=== WORK TO COMPLETE ===
1) Repeat the passage of the article on exercise and the endocannabinoid system starting with "In a new study, Jacob" and going on through "prescribed moderate-intensity exercise.".
2) Pick up the article on exercise and the endocannabinoid system right after its final sentence and keep writing it.

=== EXCERPT TO READ ===
'''
Beneficial links between exercise and the endocannabinoid system are coming to light thanks to new research.
Besides just the physical benefits of exercise, for centuries we have known the beneficial psychological impact of exercise. Scientists know that exercising daily is a great way to alleviate symptoms of depression however, how it does this has never been clear. Now it seems that the answers may be found in the link between exercise and the endocannabinoid system.
The system is made up of the body’s own naturally occurring cannabinoid molecules and their receptors and activation of these receptors appears to strengthen connections in the brain, as well as possibly influencing pain and depression.
In a new study, Jacob Meyer, an assistant professor of kinesiology at Iowa State University, and researchers at the University of Wisconsin-Madison, Medical College of Wisconsin and William S. Middleton Memorial Veterans Hospital, measured endocannabinoid levels and changes in mood before and after exercise sessions with varying levels of intensity.
The study found that subjects experienced a significant boost in endocannabinoids and improvements in mood following prescribed moderate-intensity exercise.
Exercise and the endocannabinoid system
Data from 17 women who suffer with depression was analysed during the study, where each woman completed two, thirty-minute exercises on stationary bikes at both moderate and preferred intensity. The data showed that both sessions on the bike improved mood, but only showed an increase in endocannabinoid levels for moderate intensity exercise. There was no difference for preferred intensity.
'''
=== MATERIAL SHOWN ===
'''
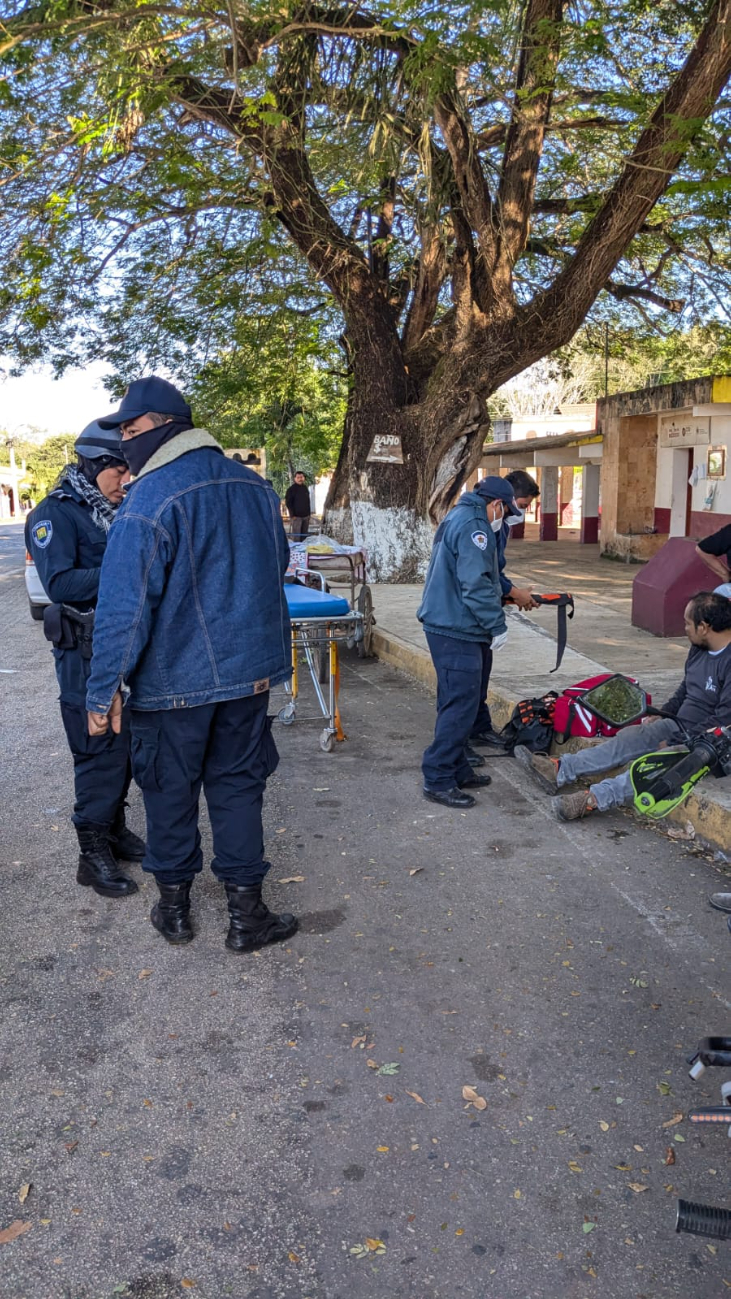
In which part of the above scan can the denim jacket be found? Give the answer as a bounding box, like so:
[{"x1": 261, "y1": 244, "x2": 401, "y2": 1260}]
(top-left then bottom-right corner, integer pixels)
[
  {"x1": 87, "y1": 429, "x2": 292, "y2": 713},
  {"x1": 417, "y1": 492, "x2": 506, "y2": 640}
]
'''
=== ANSWERS PER TASK ===
1)
In a new study, Jacob Meyer, an assistant professor of kinesiology at Iowa State University, and researchers at the University of Wisconsin-Madison, Medical College of Wisconsin and William S. Middleton Memorial Veterans Hospital, measured endocannabinoid levels and changes in mood before and after exercise sessions with varying levels of intensity.
The study found that subjects experienced a significant boost in endocannabinoids and improvements in mood following prescribed moderate-intensity exercise.

2)
Meyer said that the differences may stem from variation in the preferred session because some women who were participating stayed consistently at a lighter intensity for their preferred option, whereas other women completed intervals. Meyer emphasised that with a small sample, the variation may have obscured the relationship between the preferred intensity exercise and the endocannabinoid system changes.
Prescribed v preferred exercise
The study also shows there is some correlation between prescribed exercise and increase in mood, as opposed to preferred exercise. Meyer and his team completed a similar study in 2016 that looked at the effect of exercise on brain-derived neurotrophic factor or BDNF, a protein that regulates neuron growth and survival. People with depression typically have lower levels of BDNF.
The 2016 study found that when women with depression were prescribed an exercise session similar in intensity to exercise they selected, their BDNF levels were significantly higher following the prescribed session. Meyer said: “Having someone else prescribe the exercise could be involved in both the psychological and biological response to exercise.”
Effects appear to be long-lasting
The study suggests that the endocannabinoid system changes were significantly related to the improved mood up to 30 minutes after the moderate exercise. During each session, researchers collected blood samples immediately after exercise and measured mood and anxiety at 10 minutes and 30 minutes post-workout.
Meyer said: “These results show us that the effect of prescribed moderate-intensity exercise on mood is generally pretty quick and lasts for a while at a relatively sustained rate. However, given that people felt better after the preferred exercise session, even though it didn’t change endocannabinoid levels, multiple factors are likely involved in how exercise makes people feel better.”
Alternative treatments for depression
Through discovering the links between exercise and the endocannabinoid system, the goal is to develop new treatments for mental health conditions that include exercise. Meyer is currently recruiting 20-to-60-year-old men and women to participate in the study and says understanding the link between mood, exercise and the endocannabinoid system could lead to better treatment options.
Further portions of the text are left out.